§ **Record set**:
* * * * * * * * *
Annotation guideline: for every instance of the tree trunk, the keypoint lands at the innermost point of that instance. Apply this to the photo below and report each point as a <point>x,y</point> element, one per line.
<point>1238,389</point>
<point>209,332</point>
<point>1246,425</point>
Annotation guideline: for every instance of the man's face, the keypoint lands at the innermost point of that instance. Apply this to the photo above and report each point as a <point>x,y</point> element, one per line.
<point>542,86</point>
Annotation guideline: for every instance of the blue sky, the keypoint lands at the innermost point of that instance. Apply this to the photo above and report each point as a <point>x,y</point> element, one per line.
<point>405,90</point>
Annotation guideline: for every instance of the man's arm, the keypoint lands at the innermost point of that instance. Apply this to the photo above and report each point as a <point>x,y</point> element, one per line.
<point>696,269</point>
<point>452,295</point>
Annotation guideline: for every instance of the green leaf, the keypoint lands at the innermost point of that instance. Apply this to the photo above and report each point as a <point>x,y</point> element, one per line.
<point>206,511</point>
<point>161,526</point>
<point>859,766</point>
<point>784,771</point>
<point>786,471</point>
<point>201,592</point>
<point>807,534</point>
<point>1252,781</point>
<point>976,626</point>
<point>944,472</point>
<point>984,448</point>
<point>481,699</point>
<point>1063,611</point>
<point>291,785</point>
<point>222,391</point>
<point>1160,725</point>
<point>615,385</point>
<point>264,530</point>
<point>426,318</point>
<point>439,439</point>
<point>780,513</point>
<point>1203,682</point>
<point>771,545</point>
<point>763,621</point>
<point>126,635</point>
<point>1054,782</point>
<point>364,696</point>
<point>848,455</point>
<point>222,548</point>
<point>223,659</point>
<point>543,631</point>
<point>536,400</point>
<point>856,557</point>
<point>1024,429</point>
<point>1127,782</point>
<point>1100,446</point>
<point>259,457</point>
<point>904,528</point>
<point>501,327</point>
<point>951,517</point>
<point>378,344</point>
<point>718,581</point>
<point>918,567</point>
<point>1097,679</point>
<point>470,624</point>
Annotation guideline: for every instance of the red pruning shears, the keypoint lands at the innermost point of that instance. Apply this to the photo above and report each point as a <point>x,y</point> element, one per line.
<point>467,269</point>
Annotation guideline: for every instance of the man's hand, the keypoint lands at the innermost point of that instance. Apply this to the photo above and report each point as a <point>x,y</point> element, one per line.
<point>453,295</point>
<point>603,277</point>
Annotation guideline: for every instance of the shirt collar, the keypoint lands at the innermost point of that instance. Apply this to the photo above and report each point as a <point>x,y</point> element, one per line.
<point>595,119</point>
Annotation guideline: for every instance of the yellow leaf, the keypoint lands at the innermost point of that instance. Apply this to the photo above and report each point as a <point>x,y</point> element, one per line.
* * * * * * * * *
§ **Problem details**:
Your task is to set down all of the entries exactly as they appear.

§ **Response area**:
Annotation guideline: for every instance of the tree trunk, the keypoint lands at the innermost point of that instance. Apply this to the photo below and report each point as a <point>x,y</point> element, one per line.
<point>1238,389</point>
<point>209,332</point>
<point>1246,425</point>
Annotation guideline: for every instance of the man's face, the keypoint lands at the innermost point of that instance. Apply this to the photo above and report each point as a <point>x,y</point> element, one per line.
<point>542,86</point>
Annotation guideline: for every instance of the blue sky, the keypoint lands at the innermost point of that instance. Apply this to the photo above and report each point as a <point>x,y</point> element, one per line.
<point>405,90</point>
Annotation guideline: for every instance of the man's arm, the keypoint lands at the innermost point of that instance. Apply this to the photo above and report each point as a <point>x,y</point> element, one per line.
<point>696,269</point>
<point>452,295</point>
Annotation guideline: for every instance of the green leaf, the keypoint lands at the innermost point of that instance. Apply this to the photo above and report each point as a <point>x,y</point> element, one per line.
<point>206,511</point>
<point>161,526</point>
<point>859,766</point>
<point>784,771</point>
<point>786,471</point>
<point>201,592</point>
<point>807,534</point>
<point>1252,781</point>
<point>976,626</point>
<point>944,472</point>
<point>984,448</point>
<point>481,699</point>
<point>1063,611</point>
<point>291,785</point>
<point>222,391</point>
<point>1160,725</point>
<point>615,385</point>
<point>264,530</point>
<point>426,318</point>
<point>439,439</point>
<point>780,513</point>
<point>1203,682</point>
<point>771,545</point>
<point>763,621</point>
<point>126,635</point>
<point>1054,782</point>
<point>364,696</point>
<point>848,455</point>
<point>222,548</point>
<point>223,659</point>
<point>543,631</point>
<point>536,400</point>
<point>856,557</point>
<point>1024,429</point>
<point>1127,782</point>
<point>1100,446</point>
<point>259,457</point>
<point>904,528</point>
<point>501,327</point>
<point>951,517</point>
<point>378,344</point>
<point>718,581</point>
<point>918,567</point>
<point>1097,679</point>
<point>470,624</point>
Annotation guideline: for every instance of the red pruning shears, the keypoint lands at the innermost point of that instance. Apply this to the photo above and report each point as a <point>x,y</point> element, one per line.
<point>467,269</point>
Annotation guideline: for every instance of the man's hand, the keypoint lands at the innermost point of that instance. Apply this to the photo above and report each point as a <point>x,y</point> element, one per line.
<point>453,295</point>
<point>603,277</point>
Annotation guideline: for every instance of the shirt collar, the keypoint lands at the innermost point of that instance. Apply this to the photo above and report each point as a <point>x,y</point> element, one per line.
<point>595,119</point>
Annotation guideline: for every instance of the yellow leaf, the keypoint lands at the innermost point of that instance. Apply this to the photo above and report each point as a <point>x,y</point> element, one per line.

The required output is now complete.